**Problem to work on:** Find each line in the data below that contains the word "ground" and copy those lines out in full.

**Input records:**
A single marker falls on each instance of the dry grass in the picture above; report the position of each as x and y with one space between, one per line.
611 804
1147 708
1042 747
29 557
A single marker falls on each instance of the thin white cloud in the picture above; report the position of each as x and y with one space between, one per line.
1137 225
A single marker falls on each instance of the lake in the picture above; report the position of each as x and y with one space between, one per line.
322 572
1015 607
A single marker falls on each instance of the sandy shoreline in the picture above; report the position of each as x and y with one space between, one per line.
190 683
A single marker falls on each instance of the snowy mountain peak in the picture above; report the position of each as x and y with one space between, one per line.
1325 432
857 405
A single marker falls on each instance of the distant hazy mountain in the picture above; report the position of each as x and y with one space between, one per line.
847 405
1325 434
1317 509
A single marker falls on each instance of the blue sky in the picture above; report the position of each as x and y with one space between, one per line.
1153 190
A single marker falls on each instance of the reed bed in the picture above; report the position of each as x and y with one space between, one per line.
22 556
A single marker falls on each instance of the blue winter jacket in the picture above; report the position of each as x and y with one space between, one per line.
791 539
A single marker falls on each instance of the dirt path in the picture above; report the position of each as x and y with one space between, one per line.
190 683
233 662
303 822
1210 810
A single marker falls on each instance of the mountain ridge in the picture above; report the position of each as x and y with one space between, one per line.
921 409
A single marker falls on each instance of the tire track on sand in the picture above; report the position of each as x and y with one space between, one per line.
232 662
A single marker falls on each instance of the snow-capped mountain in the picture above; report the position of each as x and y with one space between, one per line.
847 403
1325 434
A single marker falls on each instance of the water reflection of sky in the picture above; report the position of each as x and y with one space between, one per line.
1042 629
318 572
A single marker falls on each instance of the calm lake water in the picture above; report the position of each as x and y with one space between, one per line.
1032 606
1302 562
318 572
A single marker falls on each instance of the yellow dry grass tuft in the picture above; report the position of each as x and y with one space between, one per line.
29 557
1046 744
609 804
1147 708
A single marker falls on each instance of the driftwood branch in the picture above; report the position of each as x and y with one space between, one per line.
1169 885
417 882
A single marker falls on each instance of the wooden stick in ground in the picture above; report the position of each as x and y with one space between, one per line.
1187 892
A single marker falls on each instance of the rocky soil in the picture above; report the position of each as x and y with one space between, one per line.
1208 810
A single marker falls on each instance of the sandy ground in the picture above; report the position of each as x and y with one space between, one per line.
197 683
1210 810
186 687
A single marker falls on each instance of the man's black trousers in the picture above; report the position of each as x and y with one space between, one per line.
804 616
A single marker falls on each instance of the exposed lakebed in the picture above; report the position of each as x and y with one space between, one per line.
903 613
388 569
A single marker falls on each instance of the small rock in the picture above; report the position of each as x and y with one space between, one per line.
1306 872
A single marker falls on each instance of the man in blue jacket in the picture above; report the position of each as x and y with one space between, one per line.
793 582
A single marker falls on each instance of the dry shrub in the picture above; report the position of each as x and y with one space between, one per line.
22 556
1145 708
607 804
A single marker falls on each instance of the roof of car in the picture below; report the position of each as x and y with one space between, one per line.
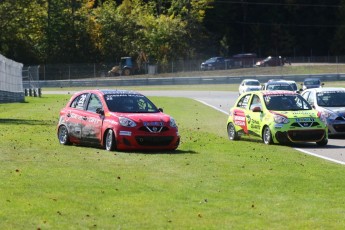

**Exercise response:**
A single marker falls on each instance of the wooden stick in ground in the picture above; report the position of each as x and y with one space between, one per line.
A single marker falls on each instance of the sandy ground in the picture above; report the position of each as x and y with one space between, one per line.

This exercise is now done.